Format the entries below as a JSON list of strings with one string per line and blank lines omitted. Include everything from the line containing "Could you kindly pick out the red running" down to the line containing "Target: red running shoe", counting both of those lines, and nothing else.

□ □ □

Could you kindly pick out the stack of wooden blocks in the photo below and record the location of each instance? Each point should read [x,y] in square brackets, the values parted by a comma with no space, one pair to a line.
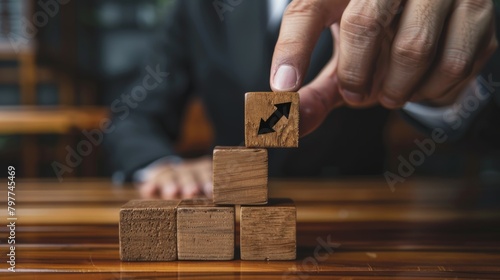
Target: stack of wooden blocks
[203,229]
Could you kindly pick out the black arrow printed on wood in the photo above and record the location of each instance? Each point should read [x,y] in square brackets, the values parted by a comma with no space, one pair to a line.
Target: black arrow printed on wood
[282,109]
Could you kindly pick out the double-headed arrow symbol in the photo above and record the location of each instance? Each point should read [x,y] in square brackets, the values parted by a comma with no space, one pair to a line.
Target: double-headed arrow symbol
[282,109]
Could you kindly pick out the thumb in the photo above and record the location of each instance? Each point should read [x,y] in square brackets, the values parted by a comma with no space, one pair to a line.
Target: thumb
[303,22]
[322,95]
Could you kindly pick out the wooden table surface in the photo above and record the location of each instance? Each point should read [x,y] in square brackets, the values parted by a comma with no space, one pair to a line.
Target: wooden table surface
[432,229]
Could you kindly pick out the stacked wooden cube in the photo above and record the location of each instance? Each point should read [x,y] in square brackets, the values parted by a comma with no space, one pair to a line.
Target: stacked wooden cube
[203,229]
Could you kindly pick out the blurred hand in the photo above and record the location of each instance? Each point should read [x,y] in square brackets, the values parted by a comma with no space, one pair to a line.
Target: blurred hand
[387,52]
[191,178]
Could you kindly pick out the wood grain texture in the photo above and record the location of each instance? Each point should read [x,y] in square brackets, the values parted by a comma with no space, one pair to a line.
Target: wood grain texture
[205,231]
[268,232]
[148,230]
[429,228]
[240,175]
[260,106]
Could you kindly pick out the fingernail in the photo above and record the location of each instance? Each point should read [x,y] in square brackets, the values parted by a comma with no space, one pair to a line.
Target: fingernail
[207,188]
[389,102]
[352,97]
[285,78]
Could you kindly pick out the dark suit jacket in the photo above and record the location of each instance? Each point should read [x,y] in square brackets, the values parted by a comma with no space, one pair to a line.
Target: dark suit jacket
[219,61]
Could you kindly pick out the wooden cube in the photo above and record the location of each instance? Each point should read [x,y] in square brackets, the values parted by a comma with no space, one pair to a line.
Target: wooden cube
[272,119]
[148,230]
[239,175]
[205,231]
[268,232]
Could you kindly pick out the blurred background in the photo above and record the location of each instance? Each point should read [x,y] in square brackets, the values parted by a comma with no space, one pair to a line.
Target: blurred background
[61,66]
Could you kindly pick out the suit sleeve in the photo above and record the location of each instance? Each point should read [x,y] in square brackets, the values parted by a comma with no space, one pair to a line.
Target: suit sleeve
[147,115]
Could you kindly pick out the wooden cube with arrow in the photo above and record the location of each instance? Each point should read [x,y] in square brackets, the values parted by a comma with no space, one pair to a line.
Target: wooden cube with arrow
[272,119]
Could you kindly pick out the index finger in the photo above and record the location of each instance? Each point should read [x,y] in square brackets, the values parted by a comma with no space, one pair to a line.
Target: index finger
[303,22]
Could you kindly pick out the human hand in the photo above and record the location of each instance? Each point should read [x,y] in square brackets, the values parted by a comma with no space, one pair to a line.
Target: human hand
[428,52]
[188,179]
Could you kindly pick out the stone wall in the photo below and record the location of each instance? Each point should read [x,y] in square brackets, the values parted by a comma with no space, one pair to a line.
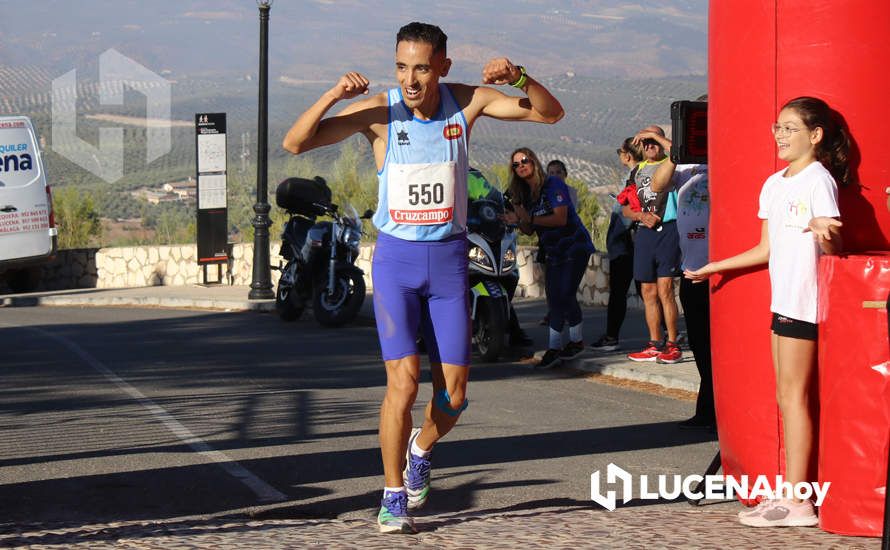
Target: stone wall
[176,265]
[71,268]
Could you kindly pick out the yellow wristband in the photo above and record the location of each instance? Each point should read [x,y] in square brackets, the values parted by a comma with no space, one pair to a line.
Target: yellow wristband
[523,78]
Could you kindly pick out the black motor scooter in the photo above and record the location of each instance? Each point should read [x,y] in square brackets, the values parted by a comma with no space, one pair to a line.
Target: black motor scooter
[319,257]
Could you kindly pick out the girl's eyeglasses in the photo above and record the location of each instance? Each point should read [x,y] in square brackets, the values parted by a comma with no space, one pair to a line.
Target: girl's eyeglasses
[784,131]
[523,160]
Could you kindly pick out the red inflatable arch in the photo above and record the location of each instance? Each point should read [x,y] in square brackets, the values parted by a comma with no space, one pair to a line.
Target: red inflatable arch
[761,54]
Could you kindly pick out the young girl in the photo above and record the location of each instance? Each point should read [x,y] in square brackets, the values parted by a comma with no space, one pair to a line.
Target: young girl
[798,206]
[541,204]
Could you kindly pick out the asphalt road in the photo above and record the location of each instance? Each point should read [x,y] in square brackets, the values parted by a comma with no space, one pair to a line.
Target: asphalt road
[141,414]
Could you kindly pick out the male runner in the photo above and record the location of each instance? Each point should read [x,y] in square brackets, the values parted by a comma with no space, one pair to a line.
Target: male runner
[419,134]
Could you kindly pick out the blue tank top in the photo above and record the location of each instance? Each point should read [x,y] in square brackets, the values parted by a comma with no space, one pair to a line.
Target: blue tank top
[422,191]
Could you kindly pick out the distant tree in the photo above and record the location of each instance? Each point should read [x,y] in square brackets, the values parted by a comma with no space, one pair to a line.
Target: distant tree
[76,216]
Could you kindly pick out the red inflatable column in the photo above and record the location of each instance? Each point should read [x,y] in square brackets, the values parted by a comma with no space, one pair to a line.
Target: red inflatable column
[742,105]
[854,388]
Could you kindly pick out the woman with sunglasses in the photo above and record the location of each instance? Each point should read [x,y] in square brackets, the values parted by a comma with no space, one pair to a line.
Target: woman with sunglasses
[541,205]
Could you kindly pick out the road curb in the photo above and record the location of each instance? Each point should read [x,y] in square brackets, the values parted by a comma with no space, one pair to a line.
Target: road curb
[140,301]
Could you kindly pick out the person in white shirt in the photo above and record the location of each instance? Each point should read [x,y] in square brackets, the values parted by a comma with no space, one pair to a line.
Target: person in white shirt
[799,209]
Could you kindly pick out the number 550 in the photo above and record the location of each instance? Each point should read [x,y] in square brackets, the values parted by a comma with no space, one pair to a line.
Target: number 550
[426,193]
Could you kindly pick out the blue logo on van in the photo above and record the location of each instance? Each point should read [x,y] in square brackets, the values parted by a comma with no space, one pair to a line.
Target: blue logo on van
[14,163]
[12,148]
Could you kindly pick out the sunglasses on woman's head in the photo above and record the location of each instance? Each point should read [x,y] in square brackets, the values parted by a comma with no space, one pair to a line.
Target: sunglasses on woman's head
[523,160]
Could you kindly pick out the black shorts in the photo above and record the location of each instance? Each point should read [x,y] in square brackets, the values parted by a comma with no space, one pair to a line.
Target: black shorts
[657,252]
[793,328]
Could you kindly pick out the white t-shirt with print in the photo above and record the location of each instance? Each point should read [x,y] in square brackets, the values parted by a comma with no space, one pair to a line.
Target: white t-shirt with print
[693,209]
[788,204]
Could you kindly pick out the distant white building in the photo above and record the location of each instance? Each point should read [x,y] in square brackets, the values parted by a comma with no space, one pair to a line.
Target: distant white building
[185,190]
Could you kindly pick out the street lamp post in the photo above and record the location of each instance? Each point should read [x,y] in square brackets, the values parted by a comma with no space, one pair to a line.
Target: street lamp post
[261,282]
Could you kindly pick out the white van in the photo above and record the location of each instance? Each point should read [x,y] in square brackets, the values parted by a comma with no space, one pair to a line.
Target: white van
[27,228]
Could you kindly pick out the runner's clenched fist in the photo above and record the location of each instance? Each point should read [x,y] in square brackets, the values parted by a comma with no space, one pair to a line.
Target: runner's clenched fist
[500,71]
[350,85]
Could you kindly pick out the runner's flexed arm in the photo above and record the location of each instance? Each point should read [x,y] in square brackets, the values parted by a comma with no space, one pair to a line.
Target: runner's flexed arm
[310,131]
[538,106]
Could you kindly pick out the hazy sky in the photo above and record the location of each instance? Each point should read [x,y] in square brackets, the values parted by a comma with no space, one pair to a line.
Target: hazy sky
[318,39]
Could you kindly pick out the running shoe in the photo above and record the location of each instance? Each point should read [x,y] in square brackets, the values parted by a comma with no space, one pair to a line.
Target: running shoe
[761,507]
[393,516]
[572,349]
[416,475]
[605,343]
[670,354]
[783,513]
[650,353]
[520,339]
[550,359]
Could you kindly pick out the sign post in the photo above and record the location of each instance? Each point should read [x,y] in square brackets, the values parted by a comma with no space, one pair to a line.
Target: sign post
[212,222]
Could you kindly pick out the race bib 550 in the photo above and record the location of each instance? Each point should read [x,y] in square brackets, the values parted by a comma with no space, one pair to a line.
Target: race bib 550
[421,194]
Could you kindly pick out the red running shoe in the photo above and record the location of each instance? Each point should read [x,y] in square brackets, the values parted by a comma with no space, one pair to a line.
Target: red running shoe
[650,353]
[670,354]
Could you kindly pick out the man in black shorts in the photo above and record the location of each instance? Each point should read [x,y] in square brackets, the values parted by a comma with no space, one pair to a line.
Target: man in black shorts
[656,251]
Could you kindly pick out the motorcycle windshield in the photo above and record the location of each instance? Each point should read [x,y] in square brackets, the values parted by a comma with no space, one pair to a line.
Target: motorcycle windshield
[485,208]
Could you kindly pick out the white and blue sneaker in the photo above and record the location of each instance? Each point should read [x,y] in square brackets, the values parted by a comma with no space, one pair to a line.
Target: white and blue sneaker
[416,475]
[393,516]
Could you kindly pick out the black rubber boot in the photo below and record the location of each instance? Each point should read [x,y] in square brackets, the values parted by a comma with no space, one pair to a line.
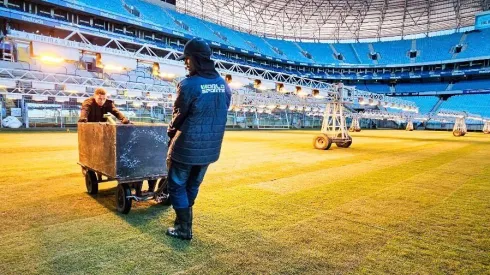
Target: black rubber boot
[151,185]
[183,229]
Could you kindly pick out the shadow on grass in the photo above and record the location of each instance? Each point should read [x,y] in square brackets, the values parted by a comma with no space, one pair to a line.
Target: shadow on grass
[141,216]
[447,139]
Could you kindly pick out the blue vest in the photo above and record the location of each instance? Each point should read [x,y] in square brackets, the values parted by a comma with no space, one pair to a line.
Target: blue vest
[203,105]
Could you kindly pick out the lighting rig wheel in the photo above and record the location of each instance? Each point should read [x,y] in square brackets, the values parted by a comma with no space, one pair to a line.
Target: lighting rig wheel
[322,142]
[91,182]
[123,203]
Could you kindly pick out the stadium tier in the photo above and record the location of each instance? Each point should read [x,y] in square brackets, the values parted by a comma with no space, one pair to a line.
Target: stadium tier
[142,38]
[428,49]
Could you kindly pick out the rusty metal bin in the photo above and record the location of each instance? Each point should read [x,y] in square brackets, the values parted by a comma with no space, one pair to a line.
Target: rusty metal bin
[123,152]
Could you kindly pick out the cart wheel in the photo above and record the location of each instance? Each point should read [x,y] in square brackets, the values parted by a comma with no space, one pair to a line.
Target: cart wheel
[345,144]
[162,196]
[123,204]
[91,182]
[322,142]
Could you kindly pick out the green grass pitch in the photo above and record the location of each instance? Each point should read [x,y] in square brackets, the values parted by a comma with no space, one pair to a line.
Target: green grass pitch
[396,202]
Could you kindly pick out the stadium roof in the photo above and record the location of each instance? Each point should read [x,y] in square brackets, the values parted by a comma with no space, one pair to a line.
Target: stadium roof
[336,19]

□ □ □

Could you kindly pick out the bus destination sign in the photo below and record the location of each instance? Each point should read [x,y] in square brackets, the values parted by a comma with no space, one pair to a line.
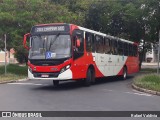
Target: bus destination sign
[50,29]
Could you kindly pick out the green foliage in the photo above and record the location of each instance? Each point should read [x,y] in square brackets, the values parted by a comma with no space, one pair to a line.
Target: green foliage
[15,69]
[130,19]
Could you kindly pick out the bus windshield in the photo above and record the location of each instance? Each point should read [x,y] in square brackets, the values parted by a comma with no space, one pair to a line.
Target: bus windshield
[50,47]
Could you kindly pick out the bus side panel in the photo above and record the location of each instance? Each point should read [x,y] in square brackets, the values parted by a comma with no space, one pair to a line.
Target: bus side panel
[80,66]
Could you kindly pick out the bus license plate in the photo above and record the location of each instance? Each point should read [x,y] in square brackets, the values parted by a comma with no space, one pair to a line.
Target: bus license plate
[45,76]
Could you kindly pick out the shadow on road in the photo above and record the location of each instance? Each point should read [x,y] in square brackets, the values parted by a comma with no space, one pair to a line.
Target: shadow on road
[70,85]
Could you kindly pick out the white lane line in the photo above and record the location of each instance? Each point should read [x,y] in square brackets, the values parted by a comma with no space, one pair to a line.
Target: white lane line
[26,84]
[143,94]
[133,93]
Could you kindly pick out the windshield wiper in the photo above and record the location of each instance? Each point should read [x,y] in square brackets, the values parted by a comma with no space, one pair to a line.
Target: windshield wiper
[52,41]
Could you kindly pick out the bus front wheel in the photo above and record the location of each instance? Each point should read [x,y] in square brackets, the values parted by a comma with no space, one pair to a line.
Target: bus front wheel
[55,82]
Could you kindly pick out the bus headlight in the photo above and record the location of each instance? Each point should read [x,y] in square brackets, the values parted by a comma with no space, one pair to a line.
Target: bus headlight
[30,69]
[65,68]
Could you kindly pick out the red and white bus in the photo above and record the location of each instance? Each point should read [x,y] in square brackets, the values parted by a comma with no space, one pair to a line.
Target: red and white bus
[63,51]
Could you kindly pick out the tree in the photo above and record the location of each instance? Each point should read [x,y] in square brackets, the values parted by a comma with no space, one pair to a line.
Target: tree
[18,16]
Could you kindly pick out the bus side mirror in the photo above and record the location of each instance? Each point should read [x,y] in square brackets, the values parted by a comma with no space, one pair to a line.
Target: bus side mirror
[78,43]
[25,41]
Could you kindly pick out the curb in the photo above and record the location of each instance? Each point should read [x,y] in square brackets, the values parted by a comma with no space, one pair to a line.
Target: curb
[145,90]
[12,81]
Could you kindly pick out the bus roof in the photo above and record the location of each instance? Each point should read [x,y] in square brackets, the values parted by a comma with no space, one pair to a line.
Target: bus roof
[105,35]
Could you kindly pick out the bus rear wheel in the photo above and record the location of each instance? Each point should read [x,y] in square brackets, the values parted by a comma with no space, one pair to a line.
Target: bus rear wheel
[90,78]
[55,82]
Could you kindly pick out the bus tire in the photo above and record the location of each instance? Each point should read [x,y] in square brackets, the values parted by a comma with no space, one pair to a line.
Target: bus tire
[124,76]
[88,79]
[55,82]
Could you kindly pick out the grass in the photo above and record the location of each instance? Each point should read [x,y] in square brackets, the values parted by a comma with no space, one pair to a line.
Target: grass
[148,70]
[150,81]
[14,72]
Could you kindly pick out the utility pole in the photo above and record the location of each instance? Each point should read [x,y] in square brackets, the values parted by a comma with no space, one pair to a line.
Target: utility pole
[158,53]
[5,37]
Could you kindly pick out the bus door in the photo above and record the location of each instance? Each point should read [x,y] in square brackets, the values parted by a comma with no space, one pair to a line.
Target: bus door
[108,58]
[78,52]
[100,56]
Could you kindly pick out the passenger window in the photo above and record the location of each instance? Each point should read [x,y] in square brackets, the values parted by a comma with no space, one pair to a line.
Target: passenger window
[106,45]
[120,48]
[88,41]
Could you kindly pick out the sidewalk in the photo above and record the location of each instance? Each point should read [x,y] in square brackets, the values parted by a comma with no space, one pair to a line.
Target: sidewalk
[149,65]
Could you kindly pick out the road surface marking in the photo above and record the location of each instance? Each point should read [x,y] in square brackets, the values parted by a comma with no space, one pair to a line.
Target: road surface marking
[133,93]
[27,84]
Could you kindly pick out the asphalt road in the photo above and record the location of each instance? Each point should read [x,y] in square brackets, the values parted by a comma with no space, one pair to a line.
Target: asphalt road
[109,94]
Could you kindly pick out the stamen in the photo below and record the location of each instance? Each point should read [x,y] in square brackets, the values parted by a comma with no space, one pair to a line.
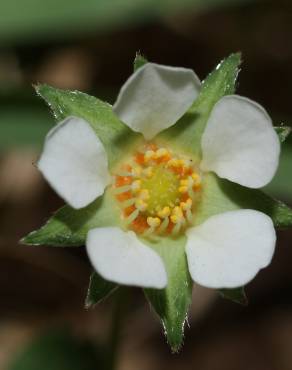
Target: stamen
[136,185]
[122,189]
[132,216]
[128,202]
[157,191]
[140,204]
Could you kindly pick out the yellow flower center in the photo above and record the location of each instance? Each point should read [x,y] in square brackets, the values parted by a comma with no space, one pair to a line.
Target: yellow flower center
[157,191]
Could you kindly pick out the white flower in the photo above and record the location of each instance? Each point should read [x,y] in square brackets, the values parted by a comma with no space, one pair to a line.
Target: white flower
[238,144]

□ □ □

Task result:
[
  "Could you kindly pick out the red running shoe in the photo above and record the location of each instance? Each point should read [x,y] in square brackets, the values parted by a comma with no space, one pair to a line.",
  "Target: red running shoe"
]